• **WHAT YOU WILL DO**
Duplicate the lines of the records below verbatim, starting at the line containing "</instance>" and ending at the line containing "rough mask: <svg", both included.

┌─ RECORD SET

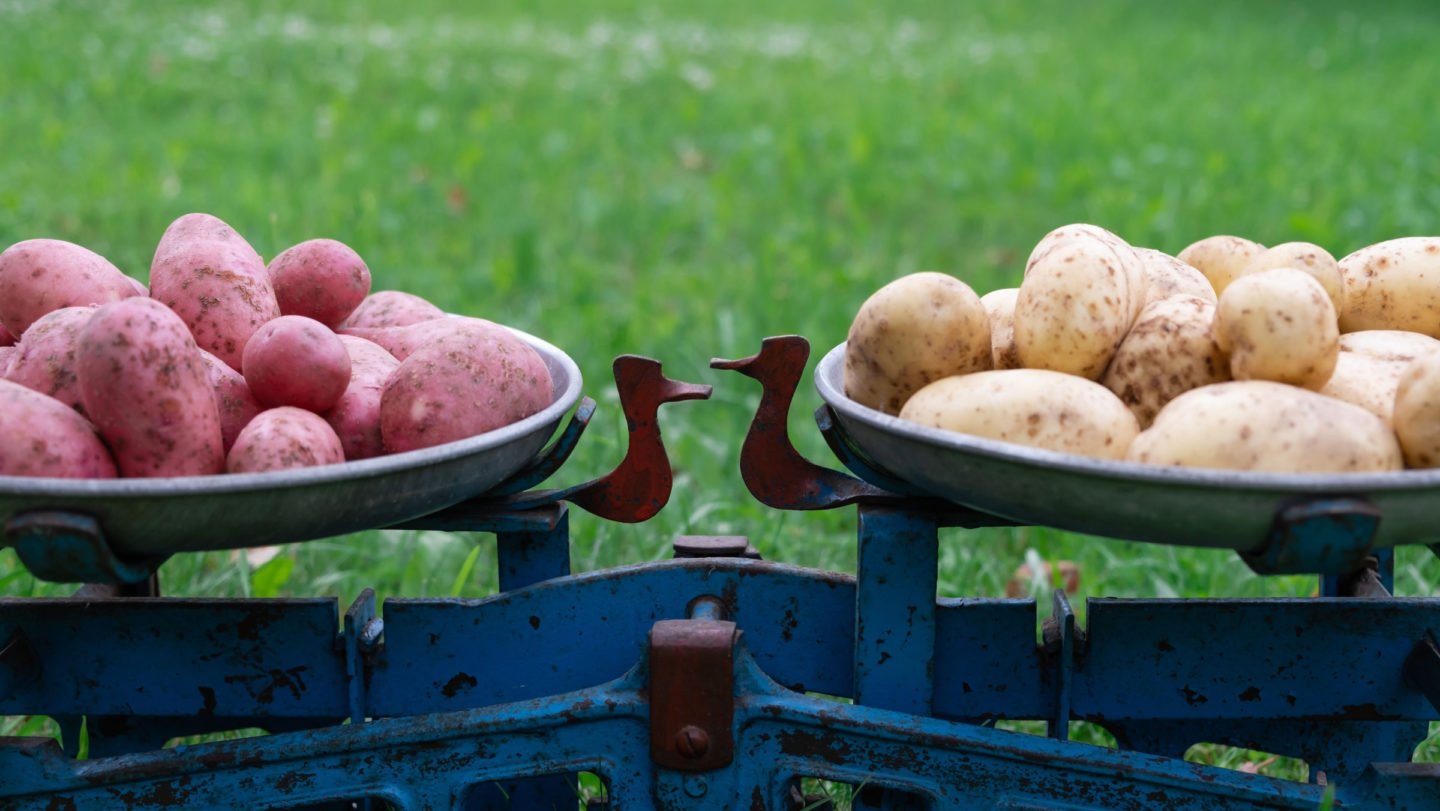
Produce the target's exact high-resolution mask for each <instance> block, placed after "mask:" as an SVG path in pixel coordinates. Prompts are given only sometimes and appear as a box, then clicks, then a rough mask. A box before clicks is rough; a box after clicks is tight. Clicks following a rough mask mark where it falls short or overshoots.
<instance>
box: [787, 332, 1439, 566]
mask: <svg viewBox="0 0 1440 811" xmlns="http://www.w3.org/2000/svg"><path fill="white" fill-rule="evenodd" d="M844 351H845V347H844V344H841V346H837V347H835V349H832V350H831V351H829V353H828V354H827V356H825V357H824V359H822V360H821V362H819V364H818V366H816V369H815V386H816V389H818V390H819V396H821V398H822V399H824V400H825V402H827V403H828V405H829V406H831V408H832V409H834V411H835V415H837V418H838V421H840V424H841V428H842V429H844V432H845V435H847V438H848V439H850V441H851V442H854V444H855V445H857V447H858V448H860V449H861V451H863V452H864V454H865V455H867V457H868V458H871V460H874V462H877V464H878V465H881V467H883V468H884V470H887V471H890V472H891V474H894V475H897V477H900V478H903V480H904V481H909V483H913V484H916V485H920V487H922V488H923V490H924V491H926V493H930V494H933V496H939V497H943V498H948V500H950V501H955V503H956V504H962V506H965V507H971V508H975V510H981V511H985V513H992V514H996V516H1002V517H1005V519H1011V520H1015V521H1020V523H1027V524H1043V526H1051V527H1058V529H1064V530H1071V532H1083V533H1090V534H1100V536H1107V537H1119V539H1129V540H1140V542H1151V543H1176V545H1188V546H1205V547H1224V549H1236V550H1246V552H1248V550H1256V549H1259V547H1260V546H1263V545H1264V542H1266V539H1267V536H1269V533H1270V529H1272V526H1273V523H1274V516H1276V513H1277V511H1280V510H1282V508H1284V507H1287V506H1290V504H1295V503H1297V501H1306V500H1316V501H1319V500H1329V498H1336V497H1345V498H1364V500H1367V501H1369V503H1371V504H1374V507H1375V508H1377V510H1380V514H1381V516H1382V520H1381V521H1380V527H1378V529H1377V532H1375V536H1374V545H1375V546H1377V547H1385V546H1395V545H1407V543H1433V542H1434V540H1436V539H1440V524H1436V521H1434V504H1436V500H1437V498H1440V471H1397V472H1375V474H1345V475H1331V474H1259V472H1241V471H1221V470H1200V468H1166V467H1158V465H1140V464H1130V462H1110V461H1100V460H1089V458H1081V457H1074V455H1070V454H1057V452H1051V451H1043V449H1037V448H1024V447H1018V445H1012V444H1008V442H996V441H992V439H982V438H978V436H968V435H963V434H955V432H949V431H939V429H933V428H924V426H920V425H916V424H912V422H906V421H901V419H897V418H893V416H888V415H884V413H880V412H877V411H873V409H868V408H864V406H861V405H858V403H855V402H854V400H851V399H850V398H847V396H845V395H844V382H842V366H844ZM1040 494H1043V496H1040Z"/></svg>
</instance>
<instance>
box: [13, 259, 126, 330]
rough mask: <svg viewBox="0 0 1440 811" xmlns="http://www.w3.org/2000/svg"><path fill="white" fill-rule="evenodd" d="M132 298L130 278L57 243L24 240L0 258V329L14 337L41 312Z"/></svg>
mask: <svg viewBox="0 0 1440 811" xmlns="http://www.w3.org/2000/svg"><path fill="white" fill-rule="evenodd" d="M132 295H135V288H134V287H132V285H131V279H130V277H127V275H125V274H122V272H120V268H117V266H115V265H112V264H109V259H105V258H104V256H101V255H99V254H95V252H94V251H91V249H88V248H82V246H79V245H75V243H73V242H65V241H62V239H26V241H24V242H16V243H14V245H12V246H9V248H6V249H4V252H3V254H0V324H4V328H6V331H7V333H9V334H10V336H12V337H19V336H22V334H24V331H26V330H29V328H30V324H33V323H36V321H37V320H40V317H42V315H45V314H46V313H52V311H55V310H59V308H62V307H84V305H89V304H109V303H112V301H120V300H122V298H130V297H132Z"/></svg>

└─

• **SOLUTION FOR THIS EXERCISE**
</instance>
<instance>
box: [13, 259, 126, 330]
rough mask: <svg viewBox="0 0 1440 811" xmlns="http://www.w3.org/2000/svg"><path fill="white" fill-rule="evenodd" d="M132 298L130 278L57 243L24 240L0 258V329L14 337L41 312Z"/></svg>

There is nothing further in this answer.